#### [INSTRUCTIONS FOR THE TASK]
What lines of the data below hold "arched"? Show them.

[Natural language region descriptions]
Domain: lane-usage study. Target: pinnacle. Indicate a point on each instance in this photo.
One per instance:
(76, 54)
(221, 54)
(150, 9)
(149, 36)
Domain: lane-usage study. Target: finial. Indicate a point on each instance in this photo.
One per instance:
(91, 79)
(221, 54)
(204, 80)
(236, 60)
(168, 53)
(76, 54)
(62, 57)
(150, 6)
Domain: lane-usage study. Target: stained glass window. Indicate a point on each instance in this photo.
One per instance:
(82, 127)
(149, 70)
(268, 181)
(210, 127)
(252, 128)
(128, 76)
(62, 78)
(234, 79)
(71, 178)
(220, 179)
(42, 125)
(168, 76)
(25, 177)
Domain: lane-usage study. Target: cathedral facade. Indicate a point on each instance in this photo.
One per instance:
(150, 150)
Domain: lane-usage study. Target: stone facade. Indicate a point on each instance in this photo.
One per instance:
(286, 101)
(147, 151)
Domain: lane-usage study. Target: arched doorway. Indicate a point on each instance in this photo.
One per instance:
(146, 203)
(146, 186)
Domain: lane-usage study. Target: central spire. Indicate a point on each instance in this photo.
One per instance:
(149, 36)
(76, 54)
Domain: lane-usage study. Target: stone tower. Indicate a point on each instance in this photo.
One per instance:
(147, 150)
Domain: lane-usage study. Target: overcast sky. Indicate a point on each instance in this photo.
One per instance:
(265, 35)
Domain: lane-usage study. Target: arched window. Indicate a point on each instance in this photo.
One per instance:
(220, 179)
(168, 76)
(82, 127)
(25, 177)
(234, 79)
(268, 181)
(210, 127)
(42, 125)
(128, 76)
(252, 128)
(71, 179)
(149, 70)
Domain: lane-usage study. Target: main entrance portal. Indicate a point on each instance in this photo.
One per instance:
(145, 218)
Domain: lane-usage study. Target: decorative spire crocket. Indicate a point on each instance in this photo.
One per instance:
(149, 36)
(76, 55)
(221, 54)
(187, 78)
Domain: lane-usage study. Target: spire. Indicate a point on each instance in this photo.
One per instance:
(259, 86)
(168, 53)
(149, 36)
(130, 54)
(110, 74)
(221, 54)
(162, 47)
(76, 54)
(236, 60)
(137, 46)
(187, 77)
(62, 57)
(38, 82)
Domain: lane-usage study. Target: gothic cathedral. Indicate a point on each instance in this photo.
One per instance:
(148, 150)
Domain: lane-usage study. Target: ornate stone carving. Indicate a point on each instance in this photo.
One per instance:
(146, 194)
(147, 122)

#### [REPLY]
Domain: lane-usage study. Target: arched doorway. Indicate a point on each instance in this photo.
Domain: lane-usage study. Target: arched window. Indicate a point on each instance in this photo.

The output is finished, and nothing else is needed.